▸ **What you should do**
Leave out the pictures and repeat everything else in the records exactly.

▸ **Dataset content**
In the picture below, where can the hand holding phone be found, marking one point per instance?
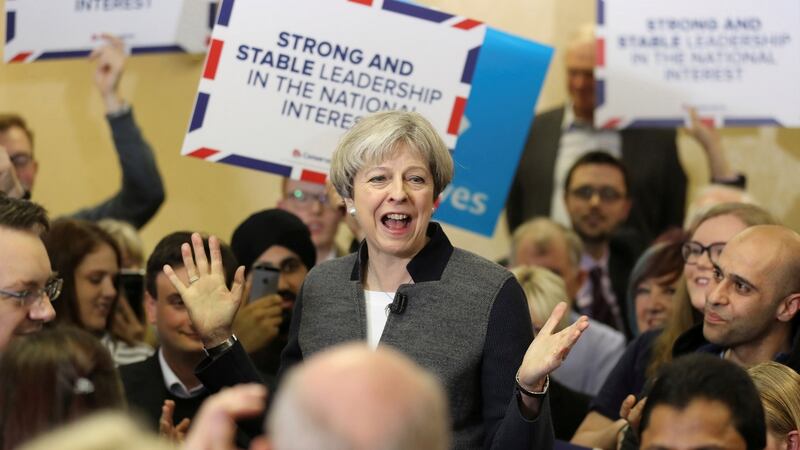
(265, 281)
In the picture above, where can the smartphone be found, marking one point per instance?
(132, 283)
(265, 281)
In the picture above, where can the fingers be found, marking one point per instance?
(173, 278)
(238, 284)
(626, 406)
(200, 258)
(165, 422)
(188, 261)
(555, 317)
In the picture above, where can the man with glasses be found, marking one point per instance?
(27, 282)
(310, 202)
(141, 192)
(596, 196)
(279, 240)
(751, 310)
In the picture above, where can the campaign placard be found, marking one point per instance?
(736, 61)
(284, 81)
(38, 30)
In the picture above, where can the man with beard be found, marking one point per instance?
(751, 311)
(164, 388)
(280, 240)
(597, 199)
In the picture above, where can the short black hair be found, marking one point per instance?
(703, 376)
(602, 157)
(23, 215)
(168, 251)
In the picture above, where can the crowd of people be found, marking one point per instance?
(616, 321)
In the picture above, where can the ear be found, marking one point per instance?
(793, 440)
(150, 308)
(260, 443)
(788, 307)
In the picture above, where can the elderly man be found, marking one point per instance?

▸ **Solution for this exercise**
In the picture below, where can the hand holding phone be found, marking one point per instance?
(265, 281)
In the picture above, where can the smartphone be found, marking one point per instance?
(132, 283)
(265, 281)
In the picture above, where can the fingers be found, marking one point per instance?
(173, 278)
(238, 284)
(626, 406)
(200, 258)
(165, 422)
(188, 261)
(555, 317)
In the picture above, where can the man with glasses be found, marking one point per instance?
(27, 282)
(310, 202)
(141, 192)
(596, 196)
(279, 240)
(751, 310)
In the picture above, where can the campaign placard be found, marking one point per instance?
(736, 61)
(284, 81)
(38, 30)
In the picture above, where can the man with beard be found, marking one point per instance?
(751, 311)
(164, 388)
(280, 240)
(597, 199)
In the picture above, where can the short black hair be found, marking one point per instance?
(703, 376)
(602, 157)
(23, 215)
(168, 251)
In the picture above, where can the crowd of people be found, marking one point per instance?
(616, 321)
In the picture above, where can the ear be found, marking one point per instance?
(793, 440)
(150, 308)
(260, 443)
(788, 307)
In the picture above, where can the elderly man be found, marking one point per instance?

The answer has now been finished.